Brief A: In the German gas-fired generation article, substitute "emission costs" for "carbon costs" and give the stretch from "German gas-fired generation has been" through "of the market." again.
Brief B: Proceed with the German gas-fired generation article, picking up after its final sentence.
##### Text excerpt
Less German gas priced in for 1Q21

  • : Electricity
  • 20/10/22

German gas-fired generation has been largely up on the year as lower NCG gas prices and higher carbon costs supported deeper coal and lignite-to-gas fuel switching. But a recent increase in NCG gas prices has pushed up generating costs to price more gas-fired plants out of the market.

Power sector gas burn was significantly higher from the spring, despite lower power demand given strict Covid-19 measures. A further decrease in NCG gas prices in summer combined with higher carbon costs supported German gas burn for the power sector. As a result, gas-fired plants pushed all coal out of the market and moved ahead of the highest efficiency lignite in the merit order.

But German gas-fired generation has averaged 6.51GW so far this month, slightly lower than last month and only 10MW higher on the year. Higher wind power has weighed on generation from fossil fuels, but a higher share of gas-fired plants remains embedded in the German merit order than coal units, which remain at the margin.

Working day-ahead break-even costs show that a unit with a 46pc efficiency or lower has been priced out of the base-load market this month, with average costs of €40.43/MWh, according to Argus assessments. The German spot index has averaged €39.09/MWh this month.

Break-even costs suggest a 43pc efficiency lignite-fired unit has entered the base load market this month, followed by 61pc and 59pc units. But a 55pc unit remains ahead of all coal-fired stack in the merit order.

Uncertain demand outlook

German power demand has increased this month to average 55.14GW — higher than a year earlier and the five-year average.

But further upside could be limited given renewed concerns as Covid-19 infections in the country have doubled in the last week. Some German states have introduced measures on social activities but these have not yet impacted industrial demand.

Generation from renewables, mainly wind, will continue to set the amount of fossil-fuel output needed to meet residual demand this winter. Wind levels were at record high in January and February, which weighed on gas-fired generation. Renewables in those months accounted for 48pc and 61.7pc of the generation mix, respectively. Germany added around 870MW of onshore wind power in January-August this year and the sector believes around 1.5GW of total new capacity will be installed this year. The share of renewables has been 45pc this month, compared with 44.8pc in October 2019.

Hydropower conditions in neighbouring countries of Switzerland and France are relatively strong, increasing in recent weeks given a wetter than normal month. Stocks in France reached a historical high last week.
##########
##### Data section
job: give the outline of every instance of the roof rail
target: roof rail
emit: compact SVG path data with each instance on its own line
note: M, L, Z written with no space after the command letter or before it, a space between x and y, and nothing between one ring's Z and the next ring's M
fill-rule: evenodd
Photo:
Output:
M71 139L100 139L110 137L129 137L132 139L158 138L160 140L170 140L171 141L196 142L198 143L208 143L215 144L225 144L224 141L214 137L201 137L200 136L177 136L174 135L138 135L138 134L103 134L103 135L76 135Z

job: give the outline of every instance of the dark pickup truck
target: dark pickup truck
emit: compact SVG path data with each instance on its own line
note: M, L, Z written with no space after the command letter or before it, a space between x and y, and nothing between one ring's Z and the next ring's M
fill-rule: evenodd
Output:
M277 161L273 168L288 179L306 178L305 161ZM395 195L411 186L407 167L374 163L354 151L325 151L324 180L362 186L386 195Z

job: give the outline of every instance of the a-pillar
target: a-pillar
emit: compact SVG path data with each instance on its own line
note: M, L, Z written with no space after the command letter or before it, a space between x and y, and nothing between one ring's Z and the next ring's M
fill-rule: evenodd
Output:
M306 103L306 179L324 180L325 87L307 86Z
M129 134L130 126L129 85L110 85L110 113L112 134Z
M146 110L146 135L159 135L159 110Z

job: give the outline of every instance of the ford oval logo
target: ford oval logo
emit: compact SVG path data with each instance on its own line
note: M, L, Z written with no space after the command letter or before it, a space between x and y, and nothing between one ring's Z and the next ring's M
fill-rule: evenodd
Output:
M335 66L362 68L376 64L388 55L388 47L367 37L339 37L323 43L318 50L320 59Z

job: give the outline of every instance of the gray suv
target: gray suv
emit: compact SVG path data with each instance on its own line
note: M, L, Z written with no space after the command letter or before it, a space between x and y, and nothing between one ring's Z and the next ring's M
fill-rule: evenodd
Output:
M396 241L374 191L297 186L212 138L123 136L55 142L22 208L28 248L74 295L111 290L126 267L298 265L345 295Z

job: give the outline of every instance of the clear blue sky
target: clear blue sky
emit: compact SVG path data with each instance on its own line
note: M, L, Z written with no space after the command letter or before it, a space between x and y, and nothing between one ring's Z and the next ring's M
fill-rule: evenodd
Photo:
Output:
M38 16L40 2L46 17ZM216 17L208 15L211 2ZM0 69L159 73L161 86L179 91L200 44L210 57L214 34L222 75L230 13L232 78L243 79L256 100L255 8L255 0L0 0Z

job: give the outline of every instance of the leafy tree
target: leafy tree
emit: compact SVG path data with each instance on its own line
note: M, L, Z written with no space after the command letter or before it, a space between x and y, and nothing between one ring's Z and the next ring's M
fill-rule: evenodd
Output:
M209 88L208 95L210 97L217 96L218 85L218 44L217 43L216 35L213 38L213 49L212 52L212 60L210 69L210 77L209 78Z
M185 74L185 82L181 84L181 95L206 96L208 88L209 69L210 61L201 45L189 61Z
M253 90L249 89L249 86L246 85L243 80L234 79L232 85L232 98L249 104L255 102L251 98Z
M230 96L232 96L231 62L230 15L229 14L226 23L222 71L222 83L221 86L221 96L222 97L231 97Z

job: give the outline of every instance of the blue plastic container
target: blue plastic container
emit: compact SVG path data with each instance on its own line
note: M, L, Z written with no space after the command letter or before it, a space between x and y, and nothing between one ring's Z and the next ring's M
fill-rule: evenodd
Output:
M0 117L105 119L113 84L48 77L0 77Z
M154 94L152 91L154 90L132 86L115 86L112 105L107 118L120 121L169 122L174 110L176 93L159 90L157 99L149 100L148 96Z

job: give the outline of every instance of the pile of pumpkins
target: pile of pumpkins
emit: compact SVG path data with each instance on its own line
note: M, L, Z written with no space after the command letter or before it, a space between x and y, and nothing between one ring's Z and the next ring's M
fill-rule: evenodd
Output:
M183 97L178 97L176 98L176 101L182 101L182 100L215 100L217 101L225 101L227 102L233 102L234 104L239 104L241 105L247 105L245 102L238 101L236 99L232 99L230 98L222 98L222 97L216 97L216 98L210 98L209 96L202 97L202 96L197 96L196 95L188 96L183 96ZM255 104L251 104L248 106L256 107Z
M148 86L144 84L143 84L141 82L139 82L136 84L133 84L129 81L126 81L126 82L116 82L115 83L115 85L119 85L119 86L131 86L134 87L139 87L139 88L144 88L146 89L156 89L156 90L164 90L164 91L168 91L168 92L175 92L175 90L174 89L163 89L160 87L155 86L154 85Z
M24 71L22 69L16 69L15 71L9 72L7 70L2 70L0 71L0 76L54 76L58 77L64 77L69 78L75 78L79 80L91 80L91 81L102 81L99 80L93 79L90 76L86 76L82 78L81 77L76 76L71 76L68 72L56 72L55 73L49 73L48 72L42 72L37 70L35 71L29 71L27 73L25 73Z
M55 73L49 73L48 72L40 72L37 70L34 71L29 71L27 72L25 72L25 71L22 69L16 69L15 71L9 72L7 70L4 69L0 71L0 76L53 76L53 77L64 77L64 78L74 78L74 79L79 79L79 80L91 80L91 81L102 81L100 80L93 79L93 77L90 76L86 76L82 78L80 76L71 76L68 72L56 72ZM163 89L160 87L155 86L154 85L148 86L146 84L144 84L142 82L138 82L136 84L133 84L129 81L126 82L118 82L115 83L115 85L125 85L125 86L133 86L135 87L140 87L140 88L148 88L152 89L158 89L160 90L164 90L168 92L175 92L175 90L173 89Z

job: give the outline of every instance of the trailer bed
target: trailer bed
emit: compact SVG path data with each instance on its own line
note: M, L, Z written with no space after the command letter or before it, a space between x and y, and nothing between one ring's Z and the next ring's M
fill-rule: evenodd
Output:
##########
Exercise output A:
German gas-fired generation has been largely up on the year as lower NCG gas prices and higher emission costs supported deeper coal and lignite-to-gas fuel switching. But a recent increase in NCG gas prices has pushed up generating costs to price more gas-fired plants out of the market.

Exercise output B:
French nuclear power plant availability is expected to be higher year on year this winter. The 1.4GW Brokdorf nuclear unit in Germany will return to the grid on 24 October while the 1.28GW Grundemmingen C nuclear reactor will be off line from 30 October-22 November.

On the fossil-fuel side, lignite-fired capacity available in the wholesale power market will be 300MW lower as German utility RWE's Niederaussem D plant will close on 31 December. And up to 4GW of coal-fired capacity is expected to be out of the wholesale power market from 1 January, under the rules of the first tender for closures. But capacity awarded will have to remain available to transmission system operators for balancing services until July, when they fully shutdown.

On the gas side, the return of previously mothballed units such as Irsching 4 and 5 with a combined capacity of 1.4GW, increases gas-fired capacity available in the wholesale power market this winter compared with last year.

Germany is expected to be a net exporter to neighbouring markets this winter, including flows into the Belgian market once the 1GW Alegro link launches commercial operations on 18 November.

Outlook

Current power prices suggest the German merit order for winter will be different from the summer given the increase in NCG gas prices.

Not all German gas-fired stack is priced in for base load next quarter. Break-even costs for a 49pc unit closed yesterday at €40.74/MWh, compared with the power contract at €39.10/MWh. These units have struggled to enter the day-ahead market next quarter in recent sessions.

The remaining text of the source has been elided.